» Exercise: Write out every line of the entries below, unchanged and in the same order.

■ ■ ■ ■ ■ ■ ■

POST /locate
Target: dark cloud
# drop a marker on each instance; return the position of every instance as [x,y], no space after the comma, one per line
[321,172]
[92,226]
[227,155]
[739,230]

■ ■ ■ ■ ■ ■ ■

» The reply:
POST /locate
Target: dark cloud
# drop a marker on each instance; return the position of every instance as [x,y], no space after the comma, one per line
[321,172]
[92,226]
[227,155]
[739,230]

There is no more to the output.